▶ [Action item]:
Using the material that follows, identify and copy each line with the string "black".
*** Opening Supplied material ***
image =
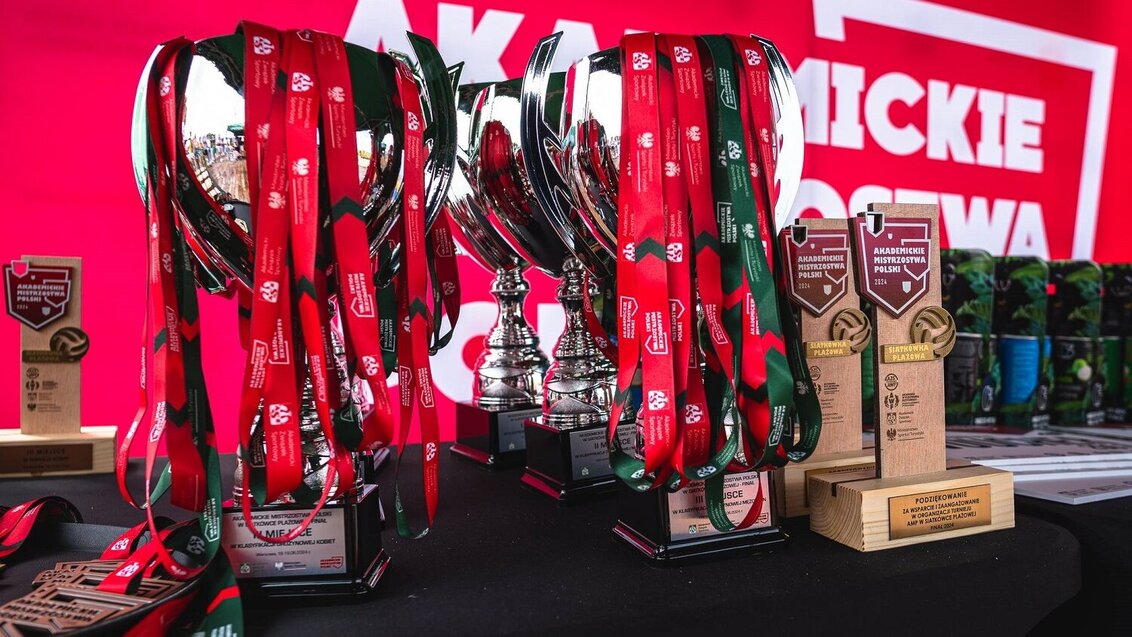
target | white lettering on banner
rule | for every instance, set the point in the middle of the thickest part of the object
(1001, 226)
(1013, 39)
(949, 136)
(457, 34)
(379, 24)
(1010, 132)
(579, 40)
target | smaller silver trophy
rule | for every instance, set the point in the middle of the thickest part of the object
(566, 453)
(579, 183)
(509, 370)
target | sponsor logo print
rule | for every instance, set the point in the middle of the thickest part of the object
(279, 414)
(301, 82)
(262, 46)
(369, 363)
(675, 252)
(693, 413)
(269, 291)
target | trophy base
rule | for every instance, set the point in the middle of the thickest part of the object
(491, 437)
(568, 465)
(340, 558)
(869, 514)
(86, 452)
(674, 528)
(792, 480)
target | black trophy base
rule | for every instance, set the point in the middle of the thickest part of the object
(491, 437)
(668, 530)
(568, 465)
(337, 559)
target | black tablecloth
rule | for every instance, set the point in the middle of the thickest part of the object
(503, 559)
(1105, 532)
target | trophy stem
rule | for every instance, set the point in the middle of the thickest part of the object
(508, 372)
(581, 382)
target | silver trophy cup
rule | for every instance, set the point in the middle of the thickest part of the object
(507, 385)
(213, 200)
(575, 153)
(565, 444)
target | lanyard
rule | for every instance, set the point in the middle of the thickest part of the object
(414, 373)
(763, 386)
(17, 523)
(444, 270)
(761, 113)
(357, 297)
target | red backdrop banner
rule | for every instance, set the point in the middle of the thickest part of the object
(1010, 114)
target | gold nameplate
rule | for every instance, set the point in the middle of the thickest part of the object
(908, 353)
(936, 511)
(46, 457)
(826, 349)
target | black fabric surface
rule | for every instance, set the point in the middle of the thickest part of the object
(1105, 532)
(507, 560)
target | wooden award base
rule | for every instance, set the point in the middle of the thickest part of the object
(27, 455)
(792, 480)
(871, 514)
*** Closing Supplied material ***
*** Opening Supplied material ***
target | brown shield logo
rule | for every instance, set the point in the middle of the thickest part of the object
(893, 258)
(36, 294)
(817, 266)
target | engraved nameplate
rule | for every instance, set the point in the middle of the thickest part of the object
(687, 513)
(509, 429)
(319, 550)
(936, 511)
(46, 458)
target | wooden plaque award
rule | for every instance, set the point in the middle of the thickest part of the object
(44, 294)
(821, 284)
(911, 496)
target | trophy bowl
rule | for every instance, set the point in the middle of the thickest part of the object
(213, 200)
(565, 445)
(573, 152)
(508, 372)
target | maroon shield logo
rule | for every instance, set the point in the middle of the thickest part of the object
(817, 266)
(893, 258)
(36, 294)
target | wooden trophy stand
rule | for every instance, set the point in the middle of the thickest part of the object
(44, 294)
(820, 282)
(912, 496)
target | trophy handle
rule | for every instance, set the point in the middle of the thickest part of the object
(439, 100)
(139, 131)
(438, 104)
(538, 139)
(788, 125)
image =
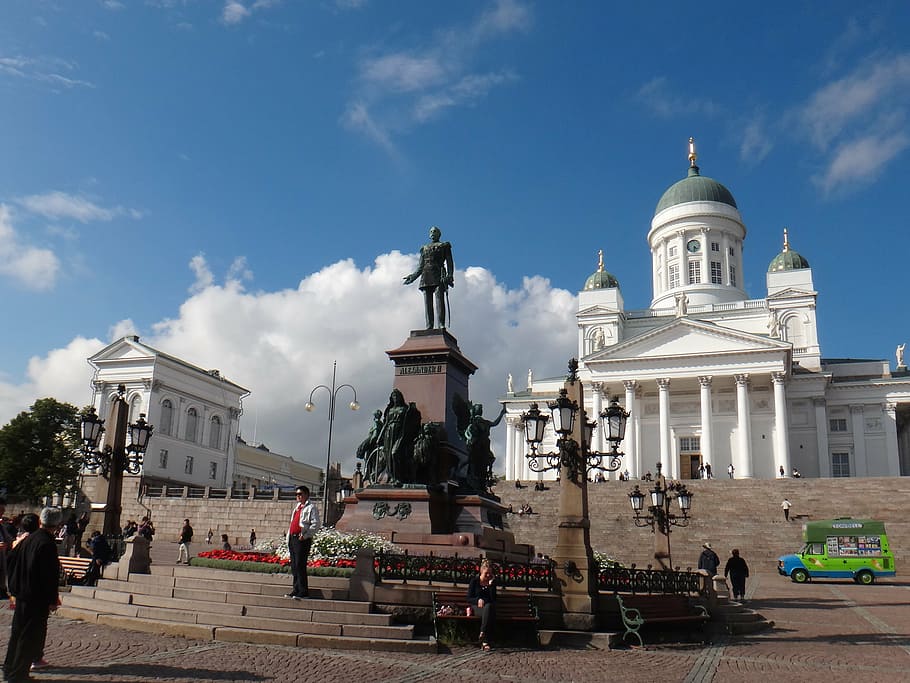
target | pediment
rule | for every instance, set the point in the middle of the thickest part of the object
*** Closing Supplied material ***
▶ [Reply to the task]:
target | black trophy base
target | black tablecloth
target | black fabric surface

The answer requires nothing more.